> [What is needed]: Render the data below as a JSON array of strings, one string per line, omitting blank lines.

> [Excerpts of pointing data]:
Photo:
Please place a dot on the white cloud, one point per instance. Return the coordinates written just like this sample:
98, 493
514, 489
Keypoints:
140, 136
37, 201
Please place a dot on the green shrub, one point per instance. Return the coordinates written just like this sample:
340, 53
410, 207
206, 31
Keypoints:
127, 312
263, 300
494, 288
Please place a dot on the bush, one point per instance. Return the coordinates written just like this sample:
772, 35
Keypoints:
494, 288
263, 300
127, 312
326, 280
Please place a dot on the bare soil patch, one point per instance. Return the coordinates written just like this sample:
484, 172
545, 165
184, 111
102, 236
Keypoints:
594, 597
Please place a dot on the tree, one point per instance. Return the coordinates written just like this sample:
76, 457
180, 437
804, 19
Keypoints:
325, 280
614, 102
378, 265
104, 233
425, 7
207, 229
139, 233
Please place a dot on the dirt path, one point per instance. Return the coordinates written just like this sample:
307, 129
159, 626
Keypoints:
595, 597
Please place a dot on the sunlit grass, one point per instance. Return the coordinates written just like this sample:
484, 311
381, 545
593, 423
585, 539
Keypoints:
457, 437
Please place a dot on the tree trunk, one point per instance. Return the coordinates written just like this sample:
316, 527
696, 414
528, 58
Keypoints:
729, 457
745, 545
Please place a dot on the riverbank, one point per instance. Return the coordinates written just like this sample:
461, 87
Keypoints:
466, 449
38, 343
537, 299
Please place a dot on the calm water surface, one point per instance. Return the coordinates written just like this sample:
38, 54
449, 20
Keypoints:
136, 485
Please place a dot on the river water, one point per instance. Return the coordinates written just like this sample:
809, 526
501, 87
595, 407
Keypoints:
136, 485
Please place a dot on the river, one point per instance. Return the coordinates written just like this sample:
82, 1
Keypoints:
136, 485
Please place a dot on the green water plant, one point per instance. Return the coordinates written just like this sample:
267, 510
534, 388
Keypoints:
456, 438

> [Complete answer]:
[
  "Photo:",
  "Please place a dot on the white cloud, one point per instance. Return the coordinates written just like this sample:",
  "98, 493",
  "514, 489",
  "Keypoints:",
  "140, 136",
  "37, 201",
  "Please place a dot on the green shrub, one point per instance. Return the coordinates written just like this sample:",
  "340, 53",
  "410, 207",
  "206, 31",
  "Keypoints:",
  "127, 312",
  "263, 300",
  "494, 288",
  "Please place a dot on the bush, one point per instance. Return the coordinates written just like this sample:",
  "772, 35",
  "Keypoints:",
  "494, 288",
  "263, 300",
  "127, 312",
  "326, 280",
  "Please place a dot on the bare soil patch, one point per instance. Return the coordinates written just like this sample:",
  "484, 172",
  "545, 165",
  "184, 111",
  "102, 236",
  "Keypoints:",
  "594, 597",
  "Please place a dot on the tree, one point per instance. Return the coordinates written just like this sample:",
  "76, 457",
  "180, 437",
  "804, 19",
  "Keypoints:",
  "325, 280",
  "614, 102",
  "378, 265",
  "104, 233",
  "425, 7",
  "207, 229",
  "139, 233",
  "Please place a dot on the dirt path, one point per instance. Return the coordinates written just like this sample:",
  "307, 129",
  "159, 626",
  "Keypoints:",
  "595, 597",
  "Please place a dot on the sunlit grass, one point per instance. Return the coordinates written just like this sample:",
  "484, 311",
  "381, 545",
  "593, 423",
  "585, 539",
  "Keypoints:",
  "457, 437",
  "Please place a dot on the tree trunk, one point per instance. Return the coordinates written just like this sample:",
  "316, 527",
  "696, 414",
  "528, 58",
  "Keypoints:",
  "729, 457",
  "745, 545",
  "Please place a dot on the riverbank, one point per instance. Return the coordinates written just like this sample:",
  "461, 87",
  "Keypoints:",
  "466, 449",
  "38, 343",
  "537, 299",
  "Please place a dot on the calm water surface, one point per instance. Return the coordinates written just like this sample:",
  "38, 54",
  "449, 20",
  "Keypoints:",
  "136, 485",
  "Please place a dot on the river water, one point per instance. Return the coordinates written just like this sample:",
  "809, 526",
  "501, 87",
  "595, 407",
  "Keypoints:",
  "136, 485",
  "Please place a dot on the river, one point per instance. Return the coordinates written just like this sample:",
  "82, 1",
  "Keypoints:",
  "136, 485",
  "Please place a dot on the green water plant, one point per instance. Return the coordinates written just like this sample:",
  "267, 510",
  "534, 388",
  "Keypoints:",
  "456, 438"
]